- _ASSIGNMENT_:
Write out exactly the line containing "Could you point to the porch post" and all lines that come after it in the listing below, through the very last one.

- _THE DATA_:

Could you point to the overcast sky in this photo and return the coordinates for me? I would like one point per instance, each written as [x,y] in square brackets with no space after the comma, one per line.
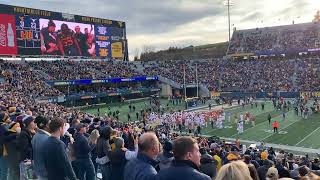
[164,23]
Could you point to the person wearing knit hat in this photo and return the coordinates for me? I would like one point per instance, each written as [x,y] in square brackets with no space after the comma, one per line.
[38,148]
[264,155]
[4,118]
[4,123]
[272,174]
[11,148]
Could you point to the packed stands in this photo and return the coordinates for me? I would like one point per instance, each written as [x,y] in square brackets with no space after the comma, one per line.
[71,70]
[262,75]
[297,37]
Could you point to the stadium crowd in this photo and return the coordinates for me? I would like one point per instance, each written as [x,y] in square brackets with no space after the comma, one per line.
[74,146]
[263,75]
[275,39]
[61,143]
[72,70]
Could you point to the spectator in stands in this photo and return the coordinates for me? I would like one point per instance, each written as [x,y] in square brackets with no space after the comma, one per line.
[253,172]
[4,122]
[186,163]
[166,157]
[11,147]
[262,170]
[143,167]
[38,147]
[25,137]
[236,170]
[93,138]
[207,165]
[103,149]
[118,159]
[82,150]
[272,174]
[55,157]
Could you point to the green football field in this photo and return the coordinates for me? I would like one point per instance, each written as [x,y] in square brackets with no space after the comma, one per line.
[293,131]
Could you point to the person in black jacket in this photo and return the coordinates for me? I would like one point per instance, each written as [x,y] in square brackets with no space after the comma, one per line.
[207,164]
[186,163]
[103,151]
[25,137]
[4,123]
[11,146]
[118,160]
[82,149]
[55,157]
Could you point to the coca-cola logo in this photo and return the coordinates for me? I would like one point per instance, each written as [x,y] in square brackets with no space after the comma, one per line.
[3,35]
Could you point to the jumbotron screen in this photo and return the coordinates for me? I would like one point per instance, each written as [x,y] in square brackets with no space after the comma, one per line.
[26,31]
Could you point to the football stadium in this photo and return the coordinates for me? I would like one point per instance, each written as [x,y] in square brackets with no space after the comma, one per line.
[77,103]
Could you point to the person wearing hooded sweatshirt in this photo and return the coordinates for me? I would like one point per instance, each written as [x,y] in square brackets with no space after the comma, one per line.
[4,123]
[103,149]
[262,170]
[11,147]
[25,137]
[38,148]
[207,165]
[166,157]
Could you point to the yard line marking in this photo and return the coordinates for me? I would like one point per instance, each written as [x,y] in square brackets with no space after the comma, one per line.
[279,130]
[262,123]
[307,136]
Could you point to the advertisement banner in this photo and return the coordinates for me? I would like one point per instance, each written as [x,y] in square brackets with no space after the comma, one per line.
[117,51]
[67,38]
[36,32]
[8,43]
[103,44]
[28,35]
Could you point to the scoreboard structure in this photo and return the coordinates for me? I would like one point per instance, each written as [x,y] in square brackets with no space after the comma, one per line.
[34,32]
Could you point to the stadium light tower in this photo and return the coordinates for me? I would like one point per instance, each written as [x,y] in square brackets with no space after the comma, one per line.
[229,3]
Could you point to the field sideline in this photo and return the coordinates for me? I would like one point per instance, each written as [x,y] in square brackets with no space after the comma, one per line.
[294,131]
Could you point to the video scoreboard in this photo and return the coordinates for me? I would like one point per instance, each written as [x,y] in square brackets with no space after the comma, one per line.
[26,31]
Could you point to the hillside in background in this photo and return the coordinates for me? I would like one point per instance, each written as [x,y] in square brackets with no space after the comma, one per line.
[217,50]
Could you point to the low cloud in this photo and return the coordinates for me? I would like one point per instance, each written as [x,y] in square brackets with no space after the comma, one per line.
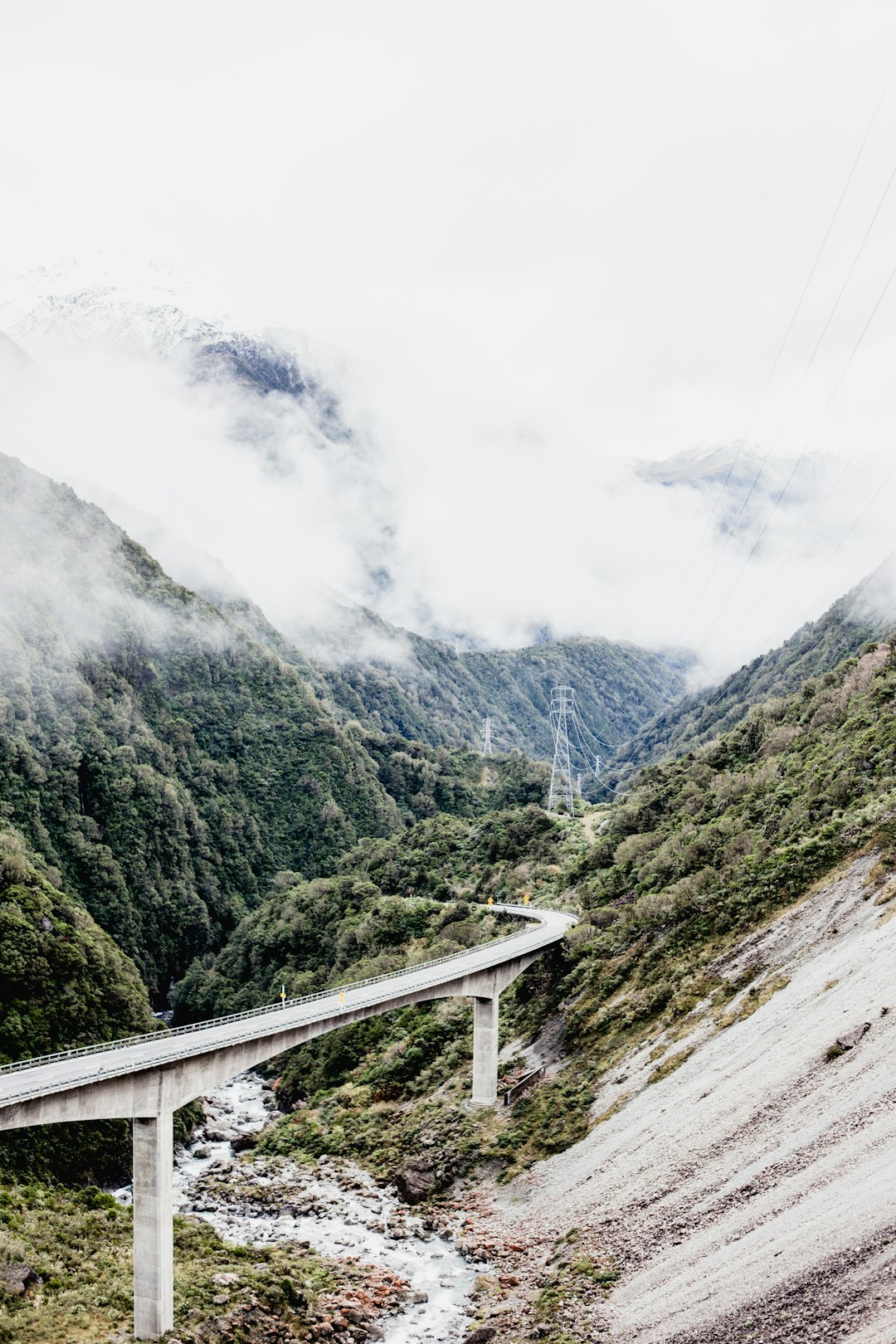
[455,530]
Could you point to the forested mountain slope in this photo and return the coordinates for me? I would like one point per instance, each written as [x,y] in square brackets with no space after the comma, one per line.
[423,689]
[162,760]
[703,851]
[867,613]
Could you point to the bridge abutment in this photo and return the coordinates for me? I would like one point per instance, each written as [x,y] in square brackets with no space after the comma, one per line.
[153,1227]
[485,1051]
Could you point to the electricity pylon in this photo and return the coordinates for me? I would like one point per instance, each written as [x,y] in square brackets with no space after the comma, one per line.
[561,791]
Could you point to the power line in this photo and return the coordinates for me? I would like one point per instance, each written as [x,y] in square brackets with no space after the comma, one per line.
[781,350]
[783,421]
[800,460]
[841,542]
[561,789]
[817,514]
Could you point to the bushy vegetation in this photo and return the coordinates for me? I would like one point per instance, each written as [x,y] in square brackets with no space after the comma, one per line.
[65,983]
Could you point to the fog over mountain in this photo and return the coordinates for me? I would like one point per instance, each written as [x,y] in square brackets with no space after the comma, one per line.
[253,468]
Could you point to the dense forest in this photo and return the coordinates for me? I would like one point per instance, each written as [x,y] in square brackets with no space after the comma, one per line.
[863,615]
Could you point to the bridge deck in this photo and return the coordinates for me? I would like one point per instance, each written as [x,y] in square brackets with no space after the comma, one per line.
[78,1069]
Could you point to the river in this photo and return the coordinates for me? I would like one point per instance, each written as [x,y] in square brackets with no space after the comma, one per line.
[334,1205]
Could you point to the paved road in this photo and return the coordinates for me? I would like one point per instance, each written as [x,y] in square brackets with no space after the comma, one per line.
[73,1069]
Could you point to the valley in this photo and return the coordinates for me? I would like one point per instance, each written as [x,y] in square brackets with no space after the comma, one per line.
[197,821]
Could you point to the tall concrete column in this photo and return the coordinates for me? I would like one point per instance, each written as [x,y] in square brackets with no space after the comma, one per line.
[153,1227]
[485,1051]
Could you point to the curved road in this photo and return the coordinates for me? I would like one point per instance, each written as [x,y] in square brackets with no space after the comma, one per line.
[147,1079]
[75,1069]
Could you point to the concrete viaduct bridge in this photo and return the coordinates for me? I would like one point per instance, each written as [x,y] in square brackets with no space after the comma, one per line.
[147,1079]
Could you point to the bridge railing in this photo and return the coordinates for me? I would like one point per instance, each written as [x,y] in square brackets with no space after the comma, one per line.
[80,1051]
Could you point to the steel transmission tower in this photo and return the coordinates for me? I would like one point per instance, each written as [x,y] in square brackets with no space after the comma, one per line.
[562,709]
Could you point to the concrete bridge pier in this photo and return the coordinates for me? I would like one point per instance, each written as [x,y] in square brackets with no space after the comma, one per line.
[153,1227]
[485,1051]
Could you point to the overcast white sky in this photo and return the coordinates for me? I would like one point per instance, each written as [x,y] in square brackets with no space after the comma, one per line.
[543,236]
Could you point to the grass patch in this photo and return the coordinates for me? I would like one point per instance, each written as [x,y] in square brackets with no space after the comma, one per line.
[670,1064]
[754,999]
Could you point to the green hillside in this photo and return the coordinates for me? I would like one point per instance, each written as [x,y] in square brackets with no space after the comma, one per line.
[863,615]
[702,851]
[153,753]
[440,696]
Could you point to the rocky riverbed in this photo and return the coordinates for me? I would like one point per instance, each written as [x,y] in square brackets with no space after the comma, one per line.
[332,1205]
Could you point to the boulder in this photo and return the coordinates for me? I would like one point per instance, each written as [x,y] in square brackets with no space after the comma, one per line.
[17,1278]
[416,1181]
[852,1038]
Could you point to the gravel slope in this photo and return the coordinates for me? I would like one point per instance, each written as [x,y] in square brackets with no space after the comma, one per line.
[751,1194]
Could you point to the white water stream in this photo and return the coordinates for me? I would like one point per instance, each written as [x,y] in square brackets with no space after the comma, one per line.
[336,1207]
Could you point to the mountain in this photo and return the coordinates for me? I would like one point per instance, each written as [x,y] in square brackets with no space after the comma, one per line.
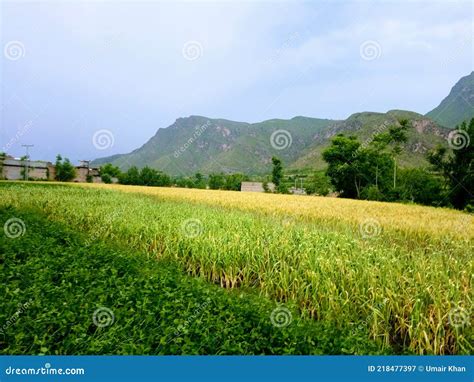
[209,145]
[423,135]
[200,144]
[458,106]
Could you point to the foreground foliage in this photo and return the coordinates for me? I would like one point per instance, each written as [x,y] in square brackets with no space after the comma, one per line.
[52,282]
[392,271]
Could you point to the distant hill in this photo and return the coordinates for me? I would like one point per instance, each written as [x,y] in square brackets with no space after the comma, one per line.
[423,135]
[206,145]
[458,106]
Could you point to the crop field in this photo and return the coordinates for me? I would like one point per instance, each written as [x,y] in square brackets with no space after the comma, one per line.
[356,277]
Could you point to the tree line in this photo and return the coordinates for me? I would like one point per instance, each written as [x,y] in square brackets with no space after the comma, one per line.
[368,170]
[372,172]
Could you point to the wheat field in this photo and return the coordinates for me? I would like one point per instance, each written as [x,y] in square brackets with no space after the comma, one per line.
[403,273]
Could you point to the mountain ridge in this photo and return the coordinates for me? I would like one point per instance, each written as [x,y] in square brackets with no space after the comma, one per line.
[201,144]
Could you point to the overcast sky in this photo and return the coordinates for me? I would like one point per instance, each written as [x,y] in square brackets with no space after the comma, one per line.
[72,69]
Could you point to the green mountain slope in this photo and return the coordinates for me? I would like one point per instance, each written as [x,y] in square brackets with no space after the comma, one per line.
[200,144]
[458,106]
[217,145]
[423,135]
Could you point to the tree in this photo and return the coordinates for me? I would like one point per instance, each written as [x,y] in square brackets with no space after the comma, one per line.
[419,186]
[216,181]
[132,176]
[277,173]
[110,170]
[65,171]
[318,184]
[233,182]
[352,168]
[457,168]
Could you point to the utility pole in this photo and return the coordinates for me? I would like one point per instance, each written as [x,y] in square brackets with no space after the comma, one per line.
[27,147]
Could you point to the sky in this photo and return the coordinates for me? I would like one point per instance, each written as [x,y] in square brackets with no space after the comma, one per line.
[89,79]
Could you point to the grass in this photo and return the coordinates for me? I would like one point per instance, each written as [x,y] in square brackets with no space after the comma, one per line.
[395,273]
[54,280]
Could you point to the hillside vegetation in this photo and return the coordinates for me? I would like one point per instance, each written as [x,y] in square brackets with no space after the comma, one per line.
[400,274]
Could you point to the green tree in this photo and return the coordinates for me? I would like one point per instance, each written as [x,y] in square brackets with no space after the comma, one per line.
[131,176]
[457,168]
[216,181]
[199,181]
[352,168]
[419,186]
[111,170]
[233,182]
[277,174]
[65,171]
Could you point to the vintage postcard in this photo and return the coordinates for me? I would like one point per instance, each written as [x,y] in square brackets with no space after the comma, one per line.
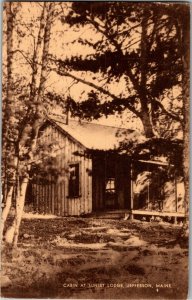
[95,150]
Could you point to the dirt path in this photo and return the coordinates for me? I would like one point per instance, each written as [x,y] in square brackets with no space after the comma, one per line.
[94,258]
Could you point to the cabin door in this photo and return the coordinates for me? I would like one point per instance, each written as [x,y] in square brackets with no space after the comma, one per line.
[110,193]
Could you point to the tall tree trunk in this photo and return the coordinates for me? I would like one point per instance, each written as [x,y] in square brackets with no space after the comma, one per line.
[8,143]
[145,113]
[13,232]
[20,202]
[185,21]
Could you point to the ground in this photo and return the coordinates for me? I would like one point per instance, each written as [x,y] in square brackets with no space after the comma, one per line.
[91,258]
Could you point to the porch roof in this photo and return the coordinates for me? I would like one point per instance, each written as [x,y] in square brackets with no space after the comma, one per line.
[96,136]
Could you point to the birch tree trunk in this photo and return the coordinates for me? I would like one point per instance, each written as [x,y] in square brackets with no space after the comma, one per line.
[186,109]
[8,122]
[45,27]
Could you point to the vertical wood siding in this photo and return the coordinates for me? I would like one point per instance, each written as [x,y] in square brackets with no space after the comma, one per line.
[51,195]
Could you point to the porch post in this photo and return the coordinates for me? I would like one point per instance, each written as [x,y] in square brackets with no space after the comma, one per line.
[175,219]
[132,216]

- _EXPECTED ANSWER_:
Could you point to the porch post in this photo and return the coordinates for me? I would like one point per instance, each written as [x,y] in square brackets with no space after the comma, one per line.
[175,219]
[132,216]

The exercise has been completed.